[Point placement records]

★ ★ ★

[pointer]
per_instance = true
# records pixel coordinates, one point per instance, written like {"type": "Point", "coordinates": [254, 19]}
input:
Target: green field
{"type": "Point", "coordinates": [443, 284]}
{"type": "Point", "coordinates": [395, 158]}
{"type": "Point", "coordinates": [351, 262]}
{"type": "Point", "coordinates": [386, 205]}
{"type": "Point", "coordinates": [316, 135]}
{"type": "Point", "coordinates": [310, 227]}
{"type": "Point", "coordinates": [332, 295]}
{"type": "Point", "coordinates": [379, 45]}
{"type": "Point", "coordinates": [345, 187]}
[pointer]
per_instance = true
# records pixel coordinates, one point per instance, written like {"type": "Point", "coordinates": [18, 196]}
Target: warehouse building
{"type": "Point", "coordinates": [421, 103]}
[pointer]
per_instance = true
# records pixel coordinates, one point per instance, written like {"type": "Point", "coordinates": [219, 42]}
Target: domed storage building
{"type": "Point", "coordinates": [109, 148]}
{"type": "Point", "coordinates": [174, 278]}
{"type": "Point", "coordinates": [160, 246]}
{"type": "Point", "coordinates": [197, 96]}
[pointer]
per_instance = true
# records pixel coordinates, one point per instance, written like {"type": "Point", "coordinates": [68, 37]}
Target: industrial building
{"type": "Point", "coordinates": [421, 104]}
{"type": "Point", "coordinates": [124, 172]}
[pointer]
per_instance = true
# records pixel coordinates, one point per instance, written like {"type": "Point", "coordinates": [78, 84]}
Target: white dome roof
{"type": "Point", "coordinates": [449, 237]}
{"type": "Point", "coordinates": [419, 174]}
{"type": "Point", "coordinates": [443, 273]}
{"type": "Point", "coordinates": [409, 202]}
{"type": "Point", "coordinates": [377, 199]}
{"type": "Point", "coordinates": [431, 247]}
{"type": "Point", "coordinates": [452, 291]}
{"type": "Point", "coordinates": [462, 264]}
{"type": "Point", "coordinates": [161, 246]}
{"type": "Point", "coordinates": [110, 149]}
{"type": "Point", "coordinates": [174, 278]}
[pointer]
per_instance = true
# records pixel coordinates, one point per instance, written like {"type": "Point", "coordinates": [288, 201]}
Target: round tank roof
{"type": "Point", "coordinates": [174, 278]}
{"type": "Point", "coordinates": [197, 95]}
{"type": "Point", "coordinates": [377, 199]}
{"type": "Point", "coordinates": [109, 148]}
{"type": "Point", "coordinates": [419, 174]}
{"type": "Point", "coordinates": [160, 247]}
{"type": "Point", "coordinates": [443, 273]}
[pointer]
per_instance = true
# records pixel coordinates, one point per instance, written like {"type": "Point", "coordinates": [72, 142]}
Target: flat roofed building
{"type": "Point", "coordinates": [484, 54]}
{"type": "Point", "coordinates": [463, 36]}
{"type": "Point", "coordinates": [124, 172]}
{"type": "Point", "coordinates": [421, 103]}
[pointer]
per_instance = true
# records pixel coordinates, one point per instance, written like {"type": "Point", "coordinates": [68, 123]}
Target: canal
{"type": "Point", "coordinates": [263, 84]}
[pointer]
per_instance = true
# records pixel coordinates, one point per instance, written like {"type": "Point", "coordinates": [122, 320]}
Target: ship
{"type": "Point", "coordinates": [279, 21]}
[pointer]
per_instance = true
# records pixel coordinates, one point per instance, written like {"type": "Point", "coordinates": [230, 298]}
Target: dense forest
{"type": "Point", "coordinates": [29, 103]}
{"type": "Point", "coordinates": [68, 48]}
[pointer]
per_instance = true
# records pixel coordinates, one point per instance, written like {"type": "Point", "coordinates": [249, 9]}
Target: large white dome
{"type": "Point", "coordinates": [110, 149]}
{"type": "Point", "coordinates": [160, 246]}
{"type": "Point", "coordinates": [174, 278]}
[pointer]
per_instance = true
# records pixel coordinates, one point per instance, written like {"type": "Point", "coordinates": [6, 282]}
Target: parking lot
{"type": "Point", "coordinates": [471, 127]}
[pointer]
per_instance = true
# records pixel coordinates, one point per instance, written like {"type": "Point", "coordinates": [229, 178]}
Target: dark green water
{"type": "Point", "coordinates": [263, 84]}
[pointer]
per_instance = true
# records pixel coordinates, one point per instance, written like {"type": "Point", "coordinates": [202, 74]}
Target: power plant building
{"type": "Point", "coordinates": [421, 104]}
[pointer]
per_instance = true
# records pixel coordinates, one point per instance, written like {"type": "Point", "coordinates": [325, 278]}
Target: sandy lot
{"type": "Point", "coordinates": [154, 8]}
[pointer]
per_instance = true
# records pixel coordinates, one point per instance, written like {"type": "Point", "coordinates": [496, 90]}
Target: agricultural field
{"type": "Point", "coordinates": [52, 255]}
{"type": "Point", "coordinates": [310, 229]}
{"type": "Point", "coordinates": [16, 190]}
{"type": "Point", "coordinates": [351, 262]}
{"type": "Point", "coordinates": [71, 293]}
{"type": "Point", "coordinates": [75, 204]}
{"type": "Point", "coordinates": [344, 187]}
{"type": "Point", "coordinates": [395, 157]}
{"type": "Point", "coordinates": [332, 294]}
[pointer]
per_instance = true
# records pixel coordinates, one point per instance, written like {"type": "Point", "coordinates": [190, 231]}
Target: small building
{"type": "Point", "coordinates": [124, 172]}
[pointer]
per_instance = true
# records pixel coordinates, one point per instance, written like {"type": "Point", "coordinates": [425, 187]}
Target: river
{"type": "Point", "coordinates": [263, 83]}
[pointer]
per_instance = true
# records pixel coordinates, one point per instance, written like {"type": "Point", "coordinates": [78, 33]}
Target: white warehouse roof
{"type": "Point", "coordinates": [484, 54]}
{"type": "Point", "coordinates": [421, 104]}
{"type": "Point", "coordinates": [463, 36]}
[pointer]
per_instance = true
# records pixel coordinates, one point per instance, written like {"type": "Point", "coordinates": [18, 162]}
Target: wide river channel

★ ★ ★

- _Task goal_
Reproduce the full listing exactly.

- _Task answer_
[pointer]
per_instance = true
# records pixel coordinates, one point per instance, written like {"type": "Point", "coordinates": [254, 19]}
input:
Target: green field
{"type": "Point", "coordinates": [443, 284]}
{"type": "Point", "coordinates": [395, 158]}
{"type": "Point", "coordinates": [351, 262]}
{"type": "Point", "coordinates": [386, 205]}
{"type": "Point", "coordinates": [316, 135]}
{"type": "Point", "coordinates": [310, 227]}
{"type": "Point", "coordinates": [332, 295]}
{"type": "Point", "coordinates": [379, 45]}
{"type": "Point", "coordinates": [345, 187]}
[pointer]
per_instance = true
# records pixel coordinates, one point per instance, written like {"type": "Point", "coordinates": [18, 196]}
Target: warehouse building
{"type": "Point", "coordinates": [421, 103]}
[pointer]
per_instance = true
# records pixel coordinates, one point per instance, written like {"type": "Point", "coordinates": [219, 42]}
Target: domed storage building
{"type": "Point", "coordinates": [109, 148]}
{"type": "Point", "coordinates": [174, 278]}
{"type": "Point", "coordinates": [160, 246]}
{"type": "Point", "coordinates": [197, 96]}
[pointer]
per_instance = true
# records pixel coordinates, one point per instance, written like {"type": "Point", "coordinates": [68, 37]}
Target: industrial building
{"type": "Point", "coordinates": [421, 104]}
{"type": "Point", "coordinates": [124, 172]}
[pointer]
per_instance = true
# records pixel coordinates, one point per instance, written like {"type": "Point", "coordinates": [78, 84]}
Target: white dome roof
{"type": "Point", "coordinates": [449, 237]}
{"type": "Point", "coordinates": [419, 174]}
{"type": "Point", "coordinates": [443, 273]}
{"type": "Point", "coordinates": [409, 202]}
{"type": "Point", "coordinates": [377, 199]}
{"type": "Point", "coordinates": [431, 247]}
{"type": "Point", "coordinates": [452, 291]}
{"type": "Point", "coordinates": [462, 264]}
{"type": "Point", "coordinates": [161, 246]}
{"type": "Point", "coordinates": [110, 149]}
{"type": "Point", "coordinates": [174, 278]}
[pointer]
per_instance = true
# records pixel coordinates, one point per instance, written like {"type": "Point", "coordinates": [288, 201]}
Target: round tank roof
{"type": "Point", "coordinates": [174, 278]}
{"type": "Point", "coordinates": [197, 95]}
{"type": "Point", "coordinates": [377, 199]}
{"type": "Point", "coordinates": [109, 148]}
{"type": "Point", "coordinates": [419, 174]}
{"type": "Point", "coordinates": [160, 247]}
{"type": "Point", "coordinates": [443, 273]}
[pointer]
per_instance = true
# records pixel coordinates, one point per instance, written like {"type": "Point", "coordinates": [72, 142]}
Target: flat roofed building
{"type": "Point", "coordinates": [484, 54]}
{"type": "Point", "coordinates": [463, 36]}
{"type": "Point", "coordinates": [124, 172]}
{"type": "Point", "coordinates": [421, 103]}
[pointer]
per_instance = true
# records pixel coordinates, one point per instance, written like {"type": "Point", "coordinates": [68, 123]}
Target: canal
{"type": "Point", "coordinates": [263, 84]}
[pointer]
per_instance = true
# records pixel coordinates, one point per instance, written like {"type": "Point", "coordinates": [122, 320]}
Target: ship
{"type": "Point", "coordinates": [279, 21]}
[pointer]
per_instance = true
# records pixel coordinates, one point per instance, written like {"type": "Point", "coordinates": [230, 298]}
Target: dense forest
{"type": "Point", "coordinates": [29, 103]}
{"type": "Point", "coordinates": [68, 48]}
[pointer]
per_instance = true
# records pixel coordinates, one point per instance, written like {"type": "Point", "coordinates": [249, 9]}
Target: large white dome
{"type": "Point", "coordinates": [110, 149]}
{"type": "Point", "coordinates": [160, 246]}
{"type": "Point", "coordinates": [174, 278]}
[pointer]
per_instance = true
# records pixel coordinates, one point per instance, written like {"type": "Point", "coordinates": [6, 282]}
Target: parking lot
{"type": "Point", "coordinates": [471, 127]}
[pointer]
per_instance = true
# records pixel coordinates, one point per instance, written like {"type": "Point", "coordinates": [229, 178]}
Target: dark green water
{"type": "Point", "coordinates": [263, 84]}
[pointer]
per_instance = true
# records pixel coordinates, one point per instance, written like {"type": "Point", "coordinates": [202, 74]}
Target: power plant building
{"type": "Point", "coordinates": [421, 104]}
[pointer]
per_instance = true
# records pixel coordinates, one point per instance, written like {"type": "Point", "coordinates": [325, 278]}
Target: sandy lot
{"type": "Point", "coordinates": [154, 8]}
[pointer]
per_instance = true
# records pixel coordinates, one point per instance, written like {"type": "Point", "coordinates": [496, 90]}
Target: agricultural field
{"type": "Point", "coordinates": [52, 255]}
{"type": "Point", "coordinates": [310, 229]}
{"type": "Point", "coordinates": [16, 190]}
{"type": "Point", "coordinates": [351, 262]}
{"type": "Point", "coordinates": [71, 293]}
{"type": "Point", "coordinates": [75, 204]}
{"type": "Point", "coordinates": [344, 187]}
{"type": "Point", "coordinates": [395, 157]}
{"type": "Point", "coordinates": [332, 294]}
[pointer]
per_instance = true
# records pixel coordinates, one point per instance, written like {"type": "Point", "coordinates": [190, 231]}
Target: small building
{"type": "Point", "coordinates": [124, 172]}
[pointer]
per_instance = true
# records pixel coordinates, one point per instance, written like {"type": "Point", "coordinates": [425, 187]}
Target: river
{"type": "Point", "coordinates": [263, 83]}
[pointer]
per_instance = true
# records pixel coordinates, one point per instance, written like {"type": "Point", "coordinates": [78, 33]}
Target: white warehouse roof
{"type": "Point", "coordinates": [484, 54]}
{"type": "Point", "coordinates": [421, 104]}
{"type": "Point", "coordinates": [463, 36]}
[pointer]
per_instance = true
# records pixel coordinates, one point per instance, written like {"type": "Point", "coordinates": [18, 162]}
Target: wide river channel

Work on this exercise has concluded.